▶ [What the task requires] The word "bush" marks the lines to keep; find each one in the data and copy it.

*** The input ***

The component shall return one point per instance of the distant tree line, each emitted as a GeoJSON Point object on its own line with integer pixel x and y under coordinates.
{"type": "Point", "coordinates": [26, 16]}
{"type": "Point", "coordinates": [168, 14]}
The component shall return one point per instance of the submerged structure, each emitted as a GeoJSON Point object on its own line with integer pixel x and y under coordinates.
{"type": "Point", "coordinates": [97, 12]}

*** End of The input ***
*** The input ***

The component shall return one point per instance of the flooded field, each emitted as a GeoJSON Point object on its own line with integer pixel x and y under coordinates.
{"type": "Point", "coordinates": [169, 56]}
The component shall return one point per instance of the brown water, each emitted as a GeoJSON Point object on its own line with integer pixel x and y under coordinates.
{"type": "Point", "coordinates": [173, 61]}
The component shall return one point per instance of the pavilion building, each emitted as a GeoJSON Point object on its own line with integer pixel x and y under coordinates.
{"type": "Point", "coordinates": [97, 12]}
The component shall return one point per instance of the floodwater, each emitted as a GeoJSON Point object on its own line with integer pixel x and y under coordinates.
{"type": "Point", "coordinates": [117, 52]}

*** End of The input ***
*** The input ***

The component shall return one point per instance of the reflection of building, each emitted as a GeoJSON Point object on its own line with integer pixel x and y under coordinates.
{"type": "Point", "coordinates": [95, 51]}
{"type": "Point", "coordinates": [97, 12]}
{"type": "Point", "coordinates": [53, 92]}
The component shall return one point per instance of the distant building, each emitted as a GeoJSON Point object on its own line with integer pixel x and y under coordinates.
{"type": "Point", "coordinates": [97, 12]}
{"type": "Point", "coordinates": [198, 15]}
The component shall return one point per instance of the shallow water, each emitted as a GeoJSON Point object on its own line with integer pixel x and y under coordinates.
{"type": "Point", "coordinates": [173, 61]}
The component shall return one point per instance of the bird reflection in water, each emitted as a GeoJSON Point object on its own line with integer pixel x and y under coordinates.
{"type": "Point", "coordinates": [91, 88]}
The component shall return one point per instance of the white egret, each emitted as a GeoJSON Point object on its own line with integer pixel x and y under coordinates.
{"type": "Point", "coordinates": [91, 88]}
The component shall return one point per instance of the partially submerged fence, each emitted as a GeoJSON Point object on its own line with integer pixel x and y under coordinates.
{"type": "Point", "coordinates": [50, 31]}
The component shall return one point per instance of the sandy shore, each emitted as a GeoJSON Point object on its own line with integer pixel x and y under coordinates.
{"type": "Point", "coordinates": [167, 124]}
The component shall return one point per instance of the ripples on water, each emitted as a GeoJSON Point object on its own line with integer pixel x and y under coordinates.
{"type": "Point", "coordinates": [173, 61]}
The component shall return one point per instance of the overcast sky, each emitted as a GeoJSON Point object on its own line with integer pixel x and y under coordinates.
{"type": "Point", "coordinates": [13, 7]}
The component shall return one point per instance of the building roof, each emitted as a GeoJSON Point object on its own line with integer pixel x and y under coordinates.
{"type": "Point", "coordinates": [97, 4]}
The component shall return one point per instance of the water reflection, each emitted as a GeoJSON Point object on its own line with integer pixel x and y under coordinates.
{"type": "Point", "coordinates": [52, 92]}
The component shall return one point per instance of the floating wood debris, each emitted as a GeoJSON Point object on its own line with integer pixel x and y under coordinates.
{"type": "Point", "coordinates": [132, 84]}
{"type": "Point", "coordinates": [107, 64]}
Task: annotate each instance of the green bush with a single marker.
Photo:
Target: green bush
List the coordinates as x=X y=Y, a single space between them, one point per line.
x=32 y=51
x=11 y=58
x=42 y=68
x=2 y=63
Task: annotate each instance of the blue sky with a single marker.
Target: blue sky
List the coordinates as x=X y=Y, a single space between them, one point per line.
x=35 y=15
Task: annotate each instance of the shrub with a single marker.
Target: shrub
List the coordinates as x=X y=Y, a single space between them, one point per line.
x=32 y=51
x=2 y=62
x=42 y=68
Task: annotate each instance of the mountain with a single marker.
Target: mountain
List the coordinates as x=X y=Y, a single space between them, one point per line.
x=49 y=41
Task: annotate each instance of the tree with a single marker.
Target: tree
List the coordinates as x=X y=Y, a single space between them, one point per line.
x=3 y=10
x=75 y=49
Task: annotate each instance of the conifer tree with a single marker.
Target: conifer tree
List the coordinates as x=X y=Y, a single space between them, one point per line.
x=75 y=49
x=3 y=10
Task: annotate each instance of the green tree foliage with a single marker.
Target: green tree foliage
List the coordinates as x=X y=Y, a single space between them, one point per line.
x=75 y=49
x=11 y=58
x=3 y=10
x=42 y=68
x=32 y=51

*** End of The input ***

▶ [Final answer]
Task: annotate each instance of the green bush with a single marker.
Target: green bush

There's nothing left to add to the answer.